Prolongez l'extrait consacré au retard dans l'application de l'accord conclu avec les internes et résidents en médecine, en reprenant après sa dernière phrase.

#### EXTRAIT CHOISI:
......
Dans un communiqué empreint de gravité, elle dénonce la lenteur préoccupante dans la mise en œuvre des engagements convenus et avertit que l’avenir du système de santé se joue aussi dans le sort réservé à cette génération de praticiens.
L’accord conclu il y a plusieurs mois avait pourtant été salué comme une étape, certes minimale, mais décisive vers l’apaisement d’un climat tendu. Les concessions arrachées de part et d’autre de la table de négociations devaient ouvrir la voie à une reconnaissance tangible des droits des internes et résidents en médecine, odontologie et pharmacie. Or, la concrétisation tarde à se matérialiser. Ce temps perdu nourrit une frustration croissante, creuse l’écart entre la parole et l’acte, et installe un sentiment de désillusion chez ceux qui avaient accepté de faire confiance à l’Etat.
......
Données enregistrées
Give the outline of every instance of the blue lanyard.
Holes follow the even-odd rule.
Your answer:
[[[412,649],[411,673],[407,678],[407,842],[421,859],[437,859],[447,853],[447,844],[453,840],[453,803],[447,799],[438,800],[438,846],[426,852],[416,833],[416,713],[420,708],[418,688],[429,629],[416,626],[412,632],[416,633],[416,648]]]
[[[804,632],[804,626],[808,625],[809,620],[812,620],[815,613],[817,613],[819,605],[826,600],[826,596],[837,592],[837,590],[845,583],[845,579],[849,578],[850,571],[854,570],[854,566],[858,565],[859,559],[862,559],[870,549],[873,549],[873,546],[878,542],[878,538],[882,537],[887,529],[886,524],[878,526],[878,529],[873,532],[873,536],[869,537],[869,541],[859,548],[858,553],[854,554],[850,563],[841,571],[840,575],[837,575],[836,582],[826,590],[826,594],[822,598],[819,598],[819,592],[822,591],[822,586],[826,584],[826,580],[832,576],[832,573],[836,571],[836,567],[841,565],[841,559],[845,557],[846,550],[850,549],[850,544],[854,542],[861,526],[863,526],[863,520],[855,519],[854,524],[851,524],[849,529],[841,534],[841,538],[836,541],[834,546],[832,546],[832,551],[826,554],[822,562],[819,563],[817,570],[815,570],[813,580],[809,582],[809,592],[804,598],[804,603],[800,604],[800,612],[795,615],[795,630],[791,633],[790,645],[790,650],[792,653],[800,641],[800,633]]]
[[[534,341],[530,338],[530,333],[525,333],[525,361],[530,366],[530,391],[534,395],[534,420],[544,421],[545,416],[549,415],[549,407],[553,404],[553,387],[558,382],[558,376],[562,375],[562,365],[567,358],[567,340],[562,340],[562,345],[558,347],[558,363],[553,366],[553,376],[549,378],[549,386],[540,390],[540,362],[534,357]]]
......
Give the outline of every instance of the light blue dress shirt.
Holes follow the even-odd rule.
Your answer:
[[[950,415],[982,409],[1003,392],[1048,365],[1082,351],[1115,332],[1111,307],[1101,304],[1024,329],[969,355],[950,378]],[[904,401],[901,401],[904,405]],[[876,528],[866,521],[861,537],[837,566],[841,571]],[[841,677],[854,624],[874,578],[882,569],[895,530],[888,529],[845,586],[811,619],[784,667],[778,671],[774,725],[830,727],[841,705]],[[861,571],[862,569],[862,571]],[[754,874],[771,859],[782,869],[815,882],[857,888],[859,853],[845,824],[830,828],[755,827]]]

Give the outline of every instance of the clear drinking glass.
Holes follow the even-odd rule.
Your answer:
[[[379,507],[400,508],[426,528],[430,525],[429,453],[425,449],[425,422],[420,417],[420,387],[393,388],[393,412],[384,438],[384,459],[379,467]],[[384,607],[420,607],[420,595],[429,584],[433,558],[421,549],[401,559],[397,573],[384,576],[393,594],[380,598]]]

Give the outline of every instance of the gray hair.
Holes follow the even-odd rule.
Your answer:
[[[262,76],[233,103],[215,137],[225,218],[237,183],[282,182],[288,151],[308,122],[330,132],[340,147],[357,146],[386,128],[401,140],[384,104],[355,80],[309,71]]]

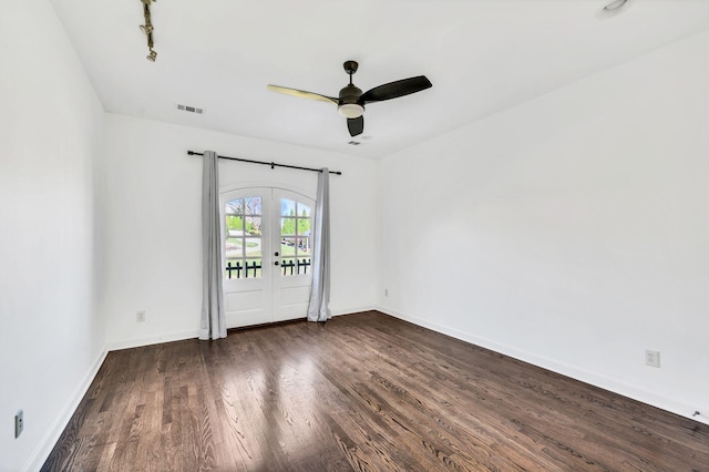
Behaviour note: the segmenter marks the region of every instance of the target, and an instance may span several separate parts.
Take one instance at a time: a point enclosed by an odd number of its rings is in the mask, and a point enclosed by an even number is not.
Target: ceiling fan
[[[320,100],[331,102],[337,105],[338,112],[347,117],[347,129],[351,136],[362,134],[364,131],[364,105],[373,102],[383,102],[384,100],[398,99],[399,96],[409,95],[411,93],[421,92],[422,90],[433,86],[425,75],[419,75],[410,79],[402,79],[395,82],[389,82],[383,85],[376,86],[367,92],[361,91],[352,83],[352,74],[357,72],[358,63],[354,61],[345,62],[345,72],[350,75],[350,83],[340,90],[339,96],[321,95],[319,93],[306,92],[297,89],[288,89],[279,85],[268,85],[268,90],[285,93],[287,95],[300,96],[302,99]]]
......
#### RÉPONSE ATTENDUE:
Les représentants des internes et résidents refusent de réduire ce débat à une simple querelle corporatiste. Ils rappellent que leur place dans le dispositif de soins est tout sauf marginale. Dans les hôpitaux universitaires et les établissements de santé, ces jeunes médecins et dentistes assurent une part essentielle de la prise en charge quotidienne. Les retards qui pèsent sur leurs conditions de travail ne sont donc pas un problème isolé. Ils touchent directement à la qualité des soins offerts aux citoyens. Derrière la question des primes, des horaires, ou des perspectives de carrière, se cache une interrogation plus vaste : quel avenir veut-on pour la médecine hospitalo-universitaire au Maroc ?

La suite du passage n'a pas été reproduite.